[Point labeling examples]
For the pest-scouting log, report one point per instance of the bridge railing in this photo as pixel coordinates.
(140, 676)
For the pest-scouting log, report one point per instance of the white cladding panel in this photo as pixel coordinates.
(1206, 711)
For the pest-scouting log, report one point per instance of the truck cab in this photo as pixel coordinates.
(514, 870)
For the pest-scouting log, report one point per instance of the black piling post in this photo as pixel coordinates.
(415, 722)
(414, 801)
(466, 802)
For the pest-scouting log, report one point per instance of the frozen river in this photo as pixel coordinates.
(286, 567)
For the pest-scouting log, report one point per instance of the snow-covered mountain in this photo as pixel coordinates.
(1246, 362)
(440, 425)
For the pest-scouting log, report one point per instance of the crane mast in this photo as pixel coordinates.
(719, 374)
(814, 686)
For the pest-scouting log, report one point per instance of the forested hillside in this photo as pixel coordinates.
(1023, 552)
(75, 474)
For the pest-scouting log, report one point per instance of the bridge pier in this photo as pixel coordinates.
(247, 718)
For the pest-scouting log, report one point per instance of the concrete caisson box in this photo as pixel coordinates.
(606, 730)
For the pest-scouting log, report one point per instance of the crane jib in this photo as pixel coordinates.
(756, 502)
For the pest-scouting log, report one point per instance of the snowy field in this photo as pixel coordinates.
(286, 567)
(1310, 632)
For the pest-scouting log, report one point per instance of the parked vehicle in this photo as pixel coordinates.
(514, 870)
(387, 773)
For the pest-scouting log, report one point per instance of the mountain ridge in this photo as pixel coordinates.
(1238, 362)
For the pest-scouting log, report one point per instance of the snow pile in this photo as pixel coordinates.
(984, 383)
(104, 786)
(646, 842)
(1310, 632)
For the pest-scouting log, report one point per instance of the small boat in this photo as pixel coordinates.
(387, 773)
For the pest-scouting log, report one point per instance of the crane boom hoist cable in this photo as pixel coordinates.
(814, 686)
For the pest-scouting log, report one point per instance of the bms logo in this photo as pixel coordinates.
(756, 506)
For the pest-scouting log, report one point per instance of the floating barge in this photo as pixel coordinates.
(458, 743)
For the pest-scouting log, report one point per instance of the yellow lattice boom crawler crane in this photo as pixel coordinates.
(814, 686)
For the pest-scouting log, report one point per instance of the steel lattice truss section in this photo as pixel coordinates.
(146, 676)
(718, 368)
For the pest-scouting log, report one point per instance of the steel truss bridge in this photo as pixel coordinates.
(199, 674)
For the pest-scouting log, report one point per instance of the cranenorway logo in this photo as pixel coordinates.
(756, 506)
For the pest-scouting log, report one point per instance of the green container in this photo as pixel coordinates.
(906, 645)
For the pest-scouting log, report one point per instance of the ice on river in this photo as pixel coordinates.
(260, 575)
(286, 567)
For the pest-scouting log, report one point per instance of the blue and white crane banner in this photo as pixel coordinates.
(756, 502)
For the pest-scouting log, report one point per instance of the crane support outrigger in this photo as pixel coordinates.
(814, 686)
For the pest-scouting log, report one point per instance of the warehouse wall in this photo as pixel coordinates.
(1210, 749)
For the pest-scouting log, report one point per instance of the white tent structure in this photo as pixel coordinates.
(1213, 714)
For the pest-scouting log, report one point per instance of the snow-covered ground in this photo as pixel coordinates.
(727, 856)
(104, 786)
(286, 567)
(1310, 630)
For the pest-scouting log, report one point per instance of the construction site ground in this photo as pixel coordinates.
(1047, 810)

_WHAT THE EXERCISE ASKS_: Reproduce the lines from the one containing "structure in this photo as pixel coordinates." through the end of the items, switching "snow-covered ground" to "snowy ground" and leaving everything else unchanged.

_RESULT FOR THIS EXERCISE_:
For the pest-scouting log, report one point per instance of the white tent structure in this photo as pixel coordinates.
(1213, 714)
For the pest-scouting log, report one point per instance of the snowy ground in this photo as pixel coordinates.
(727, 856)
(104, 786)
(286, 567)
(1310, 630)
For the pest-scouting log, report one point per instance of the construction site ground in this photo as pixel coordinates.
(1047, 810)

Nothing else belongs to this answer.